▸ **Alıntı**
• • •
Yaklaşık 10 yıl süren ve 10 milyon dolar bütçe ile yürütülen araştırmada, Türkiye’nin 81 ilinden köken alan yaklaşık 4 bin kişinin DNA’sını incelediklerini ve Türk toplumunun detaylı genetik yapısı hakkında önemli veriler elde ettiklerini bildiren Özçelik, “Çalışmamızın sonuçları, Türkiye’nin genetik açıdan bir bütünlük arz ettiğini ve yüksek düzeyde genetik çeşitlilik içerdiğini ortaya koydu.” dedi.

Özçelik, araştırma hakkında şunları söyledi:

“Temel bileşenler analizinde, Türk toplumunun genetik yapısının farklı bireyler arasında hayli değişken olduğunu, fakat bireylerin genetik açıdan birbirinden ayrı kümeler oluşturmadığını gözlemledik. Türk toplumu ile Balkan, Kafkas ve Orta Doğu toplumları arasında ortak genetik bileşenler vardır. Avrupa toplumları ile de beklenenden daha yüksek düzeyde bir benzerlik bulunmaktadır. Türkiye, coğrafi konumu gibi genetik yapısı ile de Doğu ile Batı arasında bir köprü oluşturmaktadır. Anadolu eski Taş Çağı’ndan beri göç olayları için bir köprü görevi görmüştür. Bu coğrafyada, çok sayıda toplum yaşamış ve genetik miraslarını nesilden nesile aktarmıştır.

Tarih öncesi dönemden itibaren Anadolu’da yaşayan toplumların arasında gerçekleşen göçler ve genetik aktarım, bu toprakların genetik homojenizasyonuna sebep olmuştur. Daha yakın dönemlerde gerçekleşen ülke içerisindeki göçler de büyük olasılıkla bu homojenizasyona katkı sağlamıştır. Sonuçlar, Anadolu coğrafyasında bugüne kadar gerçekleşmiş olan göç olaylarının genetik etkilerine işaret etmektedir.”

Türkiye toplumu, İtalya’nın Toskana bölgesi insanlarıyla ilişkili

Anadolu’nun Asya, Avrupa ve Afrika arasında tarihî bir köprü görevini gördüğünü ifade eden Özçelik, “Filogenetik yönden de Türk toplumu bu köprü vazifesinin etkilerini yansıtmakta.” dedi.
• • •
▸ **Gösterilen kayıtlar**
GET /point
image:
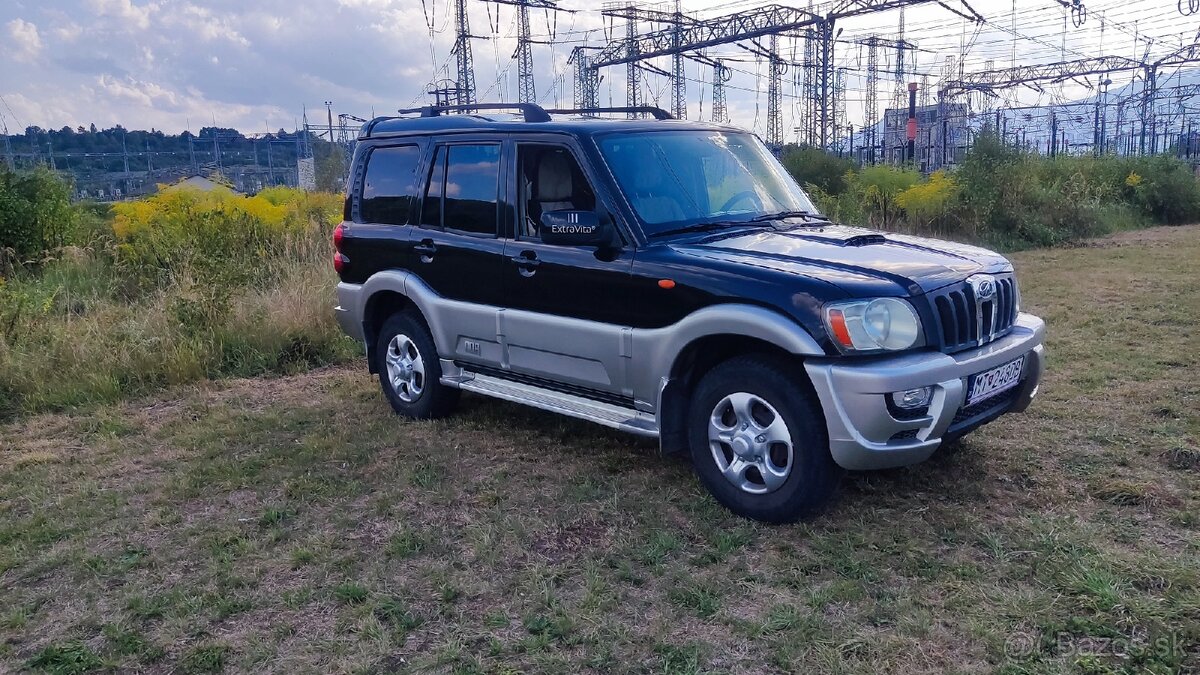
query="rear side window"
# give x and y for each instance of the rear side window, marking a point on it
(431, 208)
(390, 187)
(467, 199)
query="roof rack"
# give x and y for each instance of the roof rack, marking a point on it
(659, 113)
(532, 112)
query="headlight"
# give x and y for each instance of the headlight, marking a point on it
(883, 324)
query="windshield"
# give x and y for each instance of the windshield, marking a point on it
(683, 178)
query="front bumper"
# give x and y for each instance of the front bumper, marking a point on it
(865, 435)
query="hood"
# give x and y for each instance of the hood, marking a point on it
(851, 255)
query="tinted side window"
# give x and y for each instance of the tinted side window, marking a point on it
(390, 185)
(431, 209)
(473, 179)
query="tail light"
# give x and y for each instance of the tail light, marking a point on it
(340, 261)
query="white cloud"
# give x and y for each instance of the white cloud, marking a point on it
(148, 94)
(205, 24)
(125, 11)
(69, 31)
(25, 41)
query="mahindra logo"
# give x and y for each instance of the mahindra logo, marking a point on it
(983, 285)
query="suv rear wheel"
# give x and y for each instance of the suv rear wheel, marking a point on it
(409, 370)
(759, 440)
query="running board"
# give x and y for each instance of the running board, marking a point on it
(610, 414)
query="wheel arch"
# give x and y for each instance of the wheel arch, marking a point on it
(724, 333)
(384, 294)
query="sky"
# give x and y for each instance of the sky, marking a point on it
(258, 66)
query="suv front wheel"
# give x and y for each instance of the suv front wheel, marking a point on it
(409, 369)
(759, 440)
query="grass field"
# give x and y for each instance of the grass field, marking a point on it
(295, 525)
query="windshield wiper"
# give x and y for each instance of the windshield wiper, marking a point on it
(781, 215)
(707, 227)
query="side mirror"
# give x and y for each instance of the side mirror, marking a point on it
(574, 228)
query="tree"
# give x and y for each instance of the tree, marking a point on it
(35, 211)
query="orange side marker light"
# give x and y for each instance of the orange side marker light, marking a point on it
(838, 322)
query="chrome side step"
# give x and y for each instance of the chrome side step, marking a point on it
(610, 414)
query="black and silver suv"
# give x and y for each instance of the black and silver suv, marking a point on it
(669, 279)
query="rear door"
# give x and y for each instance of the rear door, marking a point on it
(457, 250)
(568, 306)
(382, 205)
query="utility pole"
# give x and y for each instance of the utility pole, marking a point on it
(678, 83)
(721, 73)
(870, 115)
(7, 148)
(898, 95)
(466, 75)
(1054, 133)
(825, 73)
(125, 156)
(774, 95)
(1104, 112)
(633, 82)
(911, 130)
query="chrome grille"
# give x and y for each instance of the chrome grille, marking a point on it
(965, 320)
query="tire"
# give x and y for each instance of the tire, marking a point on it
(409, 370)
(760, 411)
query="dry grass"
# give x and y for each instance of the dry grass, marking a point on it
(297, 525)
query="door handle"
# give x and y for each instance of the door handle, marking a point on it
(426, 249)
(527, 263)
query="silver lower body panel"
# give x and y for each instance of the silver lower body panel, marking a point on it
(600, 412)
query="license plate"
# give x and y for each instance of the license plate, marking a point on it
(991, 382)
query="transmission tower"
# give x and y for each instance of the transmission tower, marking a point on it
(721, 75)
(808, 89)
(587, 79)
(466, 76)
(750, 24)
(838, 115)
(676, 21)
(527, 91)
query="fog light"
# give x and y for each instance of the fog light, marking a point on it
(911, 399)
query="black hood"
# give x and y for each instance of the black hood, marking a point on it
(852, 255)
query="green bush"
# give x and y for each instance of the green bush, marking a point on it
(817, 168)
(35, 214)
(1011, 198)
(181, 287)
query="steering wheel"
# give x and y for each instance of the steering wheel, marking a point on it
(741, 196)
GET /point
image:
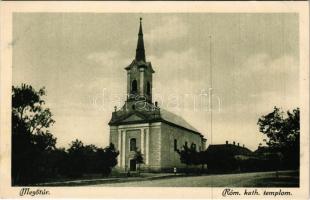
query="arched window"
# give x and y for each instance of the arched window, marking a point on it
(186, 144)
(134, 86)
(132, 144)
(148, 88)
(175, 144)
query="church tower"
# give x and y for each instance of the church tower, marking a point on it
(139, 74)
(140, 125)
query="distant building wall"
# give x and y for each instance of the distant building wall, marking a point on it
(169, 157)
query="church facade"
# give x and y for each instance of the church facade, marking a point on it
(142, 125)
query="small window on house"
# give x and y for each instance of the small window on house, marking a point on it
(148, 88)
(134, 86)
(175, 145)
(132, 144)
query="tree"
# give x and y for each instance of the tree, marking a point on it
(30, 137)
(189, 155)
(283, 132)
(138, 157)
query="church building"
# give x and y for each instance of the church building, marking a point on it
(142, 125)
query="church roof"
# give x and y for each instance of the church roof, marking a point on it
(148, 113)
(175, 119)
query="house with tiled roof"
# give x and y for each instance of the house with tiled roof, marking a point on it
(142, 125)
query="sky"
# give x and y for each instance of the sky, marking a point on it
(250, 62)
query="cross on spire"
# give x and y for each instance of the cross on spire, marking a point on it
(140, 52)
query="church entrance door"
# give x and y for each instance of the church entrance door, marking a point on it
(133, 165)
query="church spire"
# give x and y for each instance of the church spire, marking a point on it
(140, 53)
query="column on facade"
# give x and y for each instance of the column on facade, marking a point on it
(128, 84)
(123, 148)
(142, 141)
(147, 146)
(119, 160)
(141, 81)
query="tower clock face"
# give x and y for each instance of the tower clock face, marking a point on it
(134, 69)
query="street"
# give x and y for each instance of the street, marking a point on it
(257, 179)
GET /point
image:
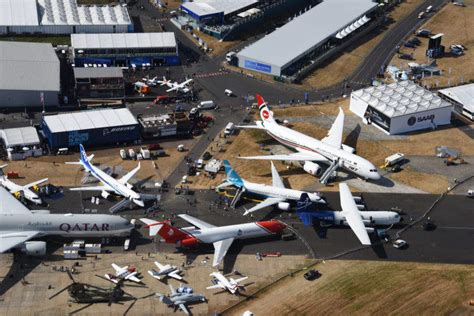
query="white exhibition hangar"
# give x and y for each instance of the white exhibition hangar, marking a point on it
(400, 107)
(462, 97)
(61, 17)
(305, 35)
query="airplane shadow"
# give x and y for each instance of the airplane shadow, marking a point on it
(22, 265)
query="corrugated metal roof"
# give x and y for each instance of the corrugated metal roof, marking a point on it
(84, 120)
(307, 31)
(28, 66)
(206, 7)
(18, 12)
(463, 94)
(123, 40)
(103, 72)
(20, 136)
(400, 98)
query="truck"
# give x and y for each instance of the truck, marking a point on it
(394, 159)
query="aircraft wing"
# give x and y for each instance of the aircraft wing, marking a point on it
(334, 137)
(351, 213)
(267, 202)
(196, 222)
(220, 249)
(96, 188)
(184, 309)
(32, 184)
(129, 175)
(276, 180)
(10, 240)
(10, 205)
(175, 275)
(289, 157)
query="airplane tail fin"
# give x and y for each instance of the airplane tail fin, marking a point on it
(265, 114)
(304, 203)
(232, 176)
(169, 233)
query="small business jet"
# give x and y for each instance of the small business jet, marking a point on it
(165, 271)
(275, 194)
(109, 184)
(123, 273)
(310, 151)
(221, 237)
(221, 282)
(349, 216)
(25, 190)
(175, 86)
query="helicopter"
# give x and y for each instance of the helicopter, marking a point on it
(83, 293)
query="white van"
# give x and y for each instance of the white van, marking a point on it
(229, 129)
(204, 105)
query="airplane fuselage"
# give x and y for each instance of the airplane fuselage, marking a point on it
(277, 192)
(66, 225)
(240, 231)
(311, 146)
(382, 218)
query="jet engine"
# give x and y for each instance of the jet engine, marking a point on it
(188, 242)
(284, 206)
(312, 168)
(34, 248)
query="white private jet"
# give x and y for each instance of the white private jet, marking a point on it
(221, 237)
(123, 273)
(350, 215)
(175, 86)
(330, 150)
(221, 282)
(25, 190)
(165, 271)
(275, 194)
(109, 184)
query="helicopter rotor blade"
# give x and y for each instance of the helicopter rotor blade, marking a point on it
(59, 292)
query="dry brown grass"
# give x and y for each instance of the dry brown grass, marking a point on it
• • •
▸ **Görevin kapsamı**
Türk toplumunun genetik yapısını anlatan alıntının "Özçelik, araştırma hakkında" ile başlayıp "nesilden nesile aktarmıştır." ile biten kısmını, "köprü" yerine "geçit" koyarak yeniden yazar mısınız?

▸ **Sorunun çözümü**
Özçelik, araştırma hakkında şunları söyledi:

“Temel bileşenler analizinde, Türk toplumunun genetik yapısının farklı bireyler arasında hayli değişken olduğunu, fakat bireylerin genetik açıdan birbirinden ayrı kümeler oluşturmadığını gözlemledik. Türk toplumu ile Balkan, Kafkas ve Orta Doğu toplumları arasında ortak genetik bileşenler vardır. Avrupa toplumları ile de beklenenden daha yüksek düzeyde bir benzerlik bulunmaktadır. Türkiye, coğrafi konumu gibi genetik yapısı ile de Doğu ile Batı arasında bir geçit oluşturmaktadır. Anadolu eski Taş Çağı’ndan beri göç olayları için bir geçit görevi görmüştür. Bu coğrafyada, çok sayıda toplum yaşamış ve genetik miraslarını nesilden nesile aktarmıştır.